*Source passage*.
Imagine you have had a data breach and your only support is Google. That’s an increasingly common story. So, let’s rewind and consider how organisations can get into this situation, highlighting potential oversights that could make a risky situation dire.
The story starts when cyber-attackers target your organisation. You don’t know this, but they’ve been watching your activity online. Particularly the PA to your Commercial Director.
This colleague is a highly respected member of your team. Loyal, hardworking, and trustworthy. They’ve also completed your security awareness training. Well, all except one module when they were off sick. But this morning, they are under pressure, they have multiple documents to complete ahead of a board meeting.
Meanwhile, the attackers send a perfectly crafted email just before the colleagues' lunch break. At a glance, it looks legitimate. So, in a momentary lapse of good judgement, they click on the link in the email.
Oversight 1: The PA was not sufficiently security trained
The PA did not feel they could ask to take time for missed training. Maybe that module would have informed about looking for fake emails, even when under pressure.
Ten minutes later, someone in sales calls your IT helpdesk, they can’t open a folder. IT creates a ticket and flags the issue as a medium priority, they put it in their queue.
Oversight 2: Your IT helpdesk did not ask sufficient questions when called
They’re not sufficiently educated in data breach risk and failed to prioritise the issue correctly.
An hour later, IT return to the ticket and look at the problem file, by now it’s too late. Instead of a minor file issue, they see a serious data breach and a ransomware message.
Oversight 3: You do not have cyber monitoring on your servers
You thought your system was safe enough, data breaches and cybercrime happen to other businesses, not yours. Yet, silently in the background, a payload is rapidly downloading.
Active monitoring would have spotted the breach the moment it happened and the damage would be minimal, instead, the situation is now critical.
You decide to form your Computer Emergency Response (CERT) team quickly. It is the first step in your Incident Management Policy. You know data breach emergencies like this demand attention from many areas of your business: the CEO, IT, your press office, key people from administration and other departments.
It is vital you collectively handle communication and recovery in the right way, assuring customers and the media at every stage. But this week, your Head of PR and Administration Manager are on holiday. That’s two key members out of the office. Your policy doesn’t cover this situation. You have knowledge gaps in your CERT.
Oversight 4: You do not have a contingency when CERT members are absent
So, what happens next? It turns out, that your incident management policy is five years old and incomplete. You diligently started it, but much has changed since then.
Your technical team are concerned, do they switch everything off and cease operations or leave the system running and risk further data breaches and damage?
Oversight 5: Your Incident Management Policy is not comprehensive or up to date
Someone decides to search on Google (on their phone as your system is not accessible)… incident response services… A list of specialists appears in the results.

*Material provided*.
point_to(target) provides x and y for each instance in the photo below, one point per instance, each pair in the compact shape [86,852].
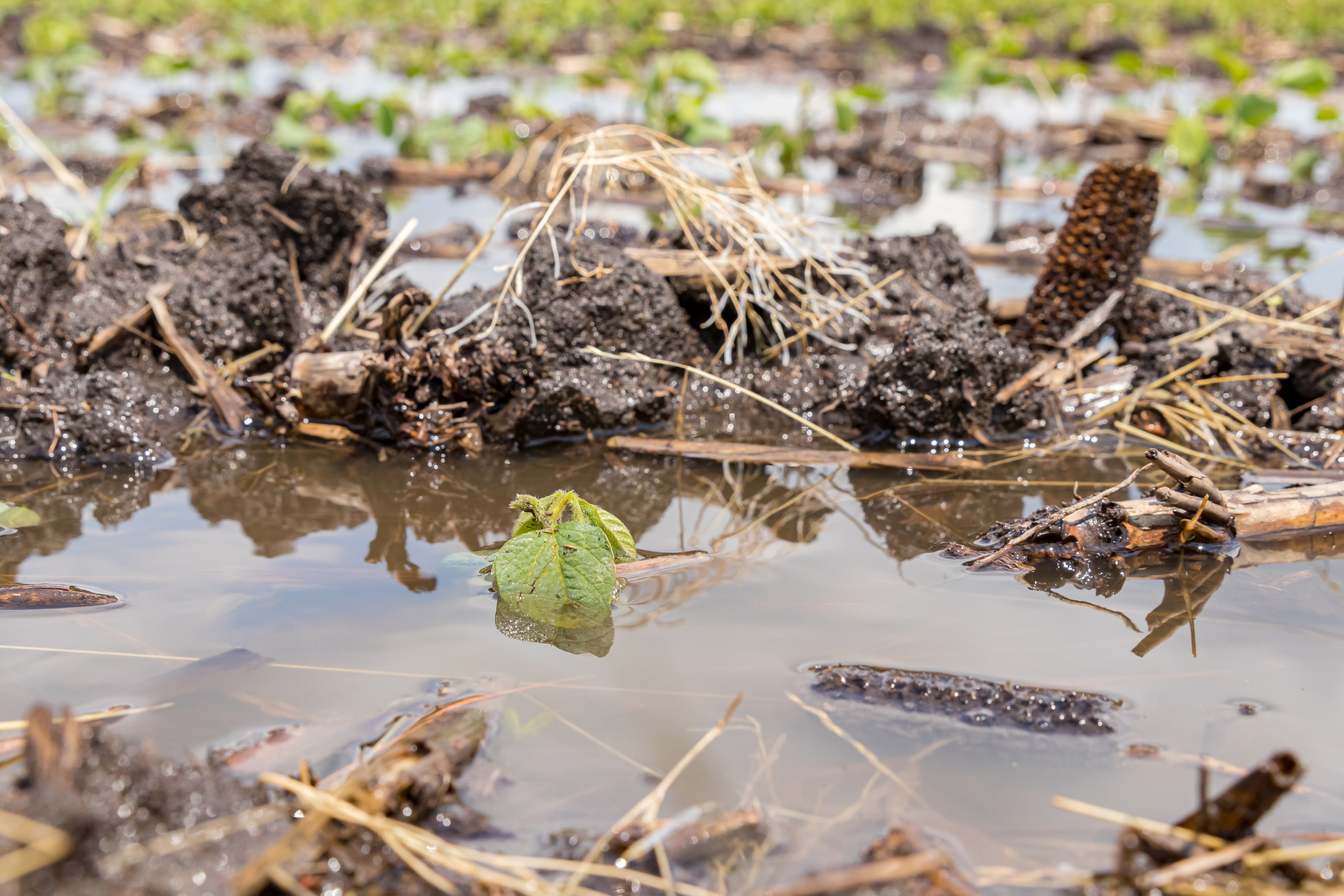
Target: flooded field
[347,576]
[288,600]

*Goal A*. Please transcribe the data breach scenario, starting at the words "You decide to" and stopping after "changed since then.".
*Goal B*. In the data breach scenario, what priority did IT assign to the ticket from sales?
*Goal C*. For each statement, say whether it agrees with the data breach scenario, and quote the words that decide it. (i) The PA had completed every module of the security awareness training. (ii) The incident management policy is five years old. (iii) The Head of PR was in the office that week.

*Problem solution A*.
You decide to form your Computer Emergency Response (CERT) team quickly. It is the first step in your Incident Management Policy. You know data breach emergencies like this demand attention from many areas of your business: the CEO, IT, your press office, key people from administration and other departments.
It is vital you collectively handle communication and recovery in the right way, assuring customers and the media at every stage. But this week, your Head of PR and Administration Manager are on holiday. That’s two key members out of the office. Your policy doesn’t cover this situation. You have knowledge gaps in your CERT.
Oversight 4: You do not have a contingency when CERT members are absent
So, what happens next? It turns out, that your incident management policy is five years old and incomplete. You diligently started it, but much has changed since then.

*Problem solution B*. Medium priority.

*Problem solution C*.
(i) No: "Well, all except one module when they were off sick."
(ii) Yes: "your incident management policy is five years old and incomplete."
(iii) No: "your Head of PR and Administration Manager are on holiday."